In lieu of an abstract, here is a brief excerpt of the content:

  • The Girl SleuthA Feminist Guide
  • Joan Joffe Hall (bio)
The Girl Sleuth: A Feminist Guide; by Bobbie Ann Mason. 144 pp. Illustrated. Old Westbury, New York: The Feminist Press. $3.75.

Like most nostalgia, The Girl Sleuth, a first-rate guide to series such as Honey Bunch, The Bobbsey Twins, Nancy Drew, Judy Bolton, and others, is profoundly ambivalent about its subject. And this is because Bobbie Ann Mason's own childhood was deeply influenced by her reading of this type of fiction. Only in books did she visit homes with central heating; only in books did she glimpse an escape from rural domesticity into a world of exciting and independent girlhood. Even while she deplores, then, she cherishes. A similar complexity lies at the heart of many good studies in popular culture.

Mason points out that although girl adventure stories began out of the "stirrings of liberation" before the turn of the century, and although the automobile and airplane soon came to represent, in the hands of these heroines, outdoorsiness and mechanical skill, much of what a child learns from such fiction contradicts mobility and nestles in the bosom of convention.

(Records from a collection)
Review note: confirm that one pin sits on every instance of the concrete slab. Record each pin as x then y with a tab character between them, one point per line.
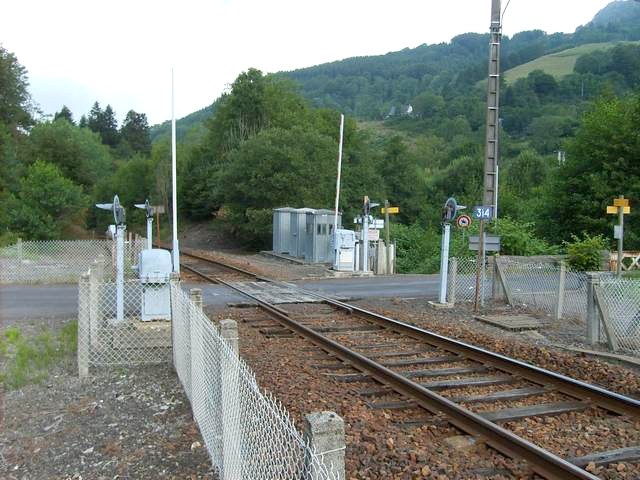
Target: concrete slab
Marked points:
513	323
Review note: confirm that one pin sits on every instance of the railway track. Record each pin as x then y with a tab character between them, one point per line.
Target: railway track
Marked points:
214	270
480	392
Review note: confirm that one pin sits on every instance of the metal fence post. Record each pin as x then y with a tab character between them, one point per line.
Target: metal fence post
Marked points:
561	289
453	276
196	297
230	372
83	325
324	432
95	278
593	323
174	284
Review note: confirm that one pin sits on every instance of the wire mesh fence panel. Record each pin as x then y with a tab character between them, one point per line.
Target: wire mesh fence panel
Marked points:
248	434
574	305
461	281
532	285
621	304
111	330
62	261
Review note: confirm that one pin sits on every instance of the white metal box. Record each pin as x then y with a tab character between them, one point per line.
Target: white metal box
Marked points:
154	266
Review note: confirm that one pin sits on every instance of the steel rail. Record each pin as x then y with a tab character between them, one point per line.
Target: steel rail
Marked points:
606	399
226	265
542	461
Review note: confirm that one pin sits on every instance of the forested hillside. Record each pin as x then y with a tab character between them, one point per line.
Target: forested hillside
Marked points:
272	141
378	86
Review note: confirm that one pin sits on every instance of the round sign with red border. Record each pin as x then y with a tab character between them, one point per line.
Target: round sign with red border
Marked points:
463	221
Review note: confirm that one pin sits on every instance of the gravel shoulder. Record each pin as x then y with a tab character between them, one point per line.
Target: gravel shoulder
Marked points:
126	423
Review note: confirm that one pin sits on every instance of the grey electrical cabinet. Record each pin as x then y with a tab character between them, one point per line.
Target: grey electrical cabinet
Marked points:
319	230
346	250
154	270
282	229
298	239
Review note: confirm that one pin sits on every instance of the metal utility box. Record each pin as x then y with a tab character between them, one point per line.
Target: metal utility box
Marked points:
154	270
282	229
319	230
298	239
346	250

» **Things to do**:
**1)** According to the review of The Girl Sleuth, which press published the book?
**2)** Extend the review of The Girl Sleuth, beginning after its final sentence.

» **In response**:
**1)** The Feminist Press, of Old Westbury, New York.

**2)**
Nancy Drew first appeared in a book in 1929 and the series has been put out at the rate of about a book a year since then, regardless of Crash, Depression, War. Nancy is the ideal girl—smart, beautiful, poised, forever-young, financially independent. She has no mother to nag her but a wonderful daddy always ready to come to her rescue. She always knows how to act; when a leading lady falls ill, she can take her place after only one rehearsal. "Once!" Mason sighs, "I feel as if I have rehearsed my whole life." In her blue roadster Nancy is the embodiment of both real and illusory independence. "The books hold up one image of life and teach another." Nancy is trapped by the ideals she represents. Servants must know their place; undesirables and members of minority groups are likely to be villainous (except that's where the mystery is!); refinement and virtue are class determined; and the story's "job is to preserve class lines." Moreover, appearance and reality correspond perfectly in these mysteries with a regularity that would make a girl a "moral midget."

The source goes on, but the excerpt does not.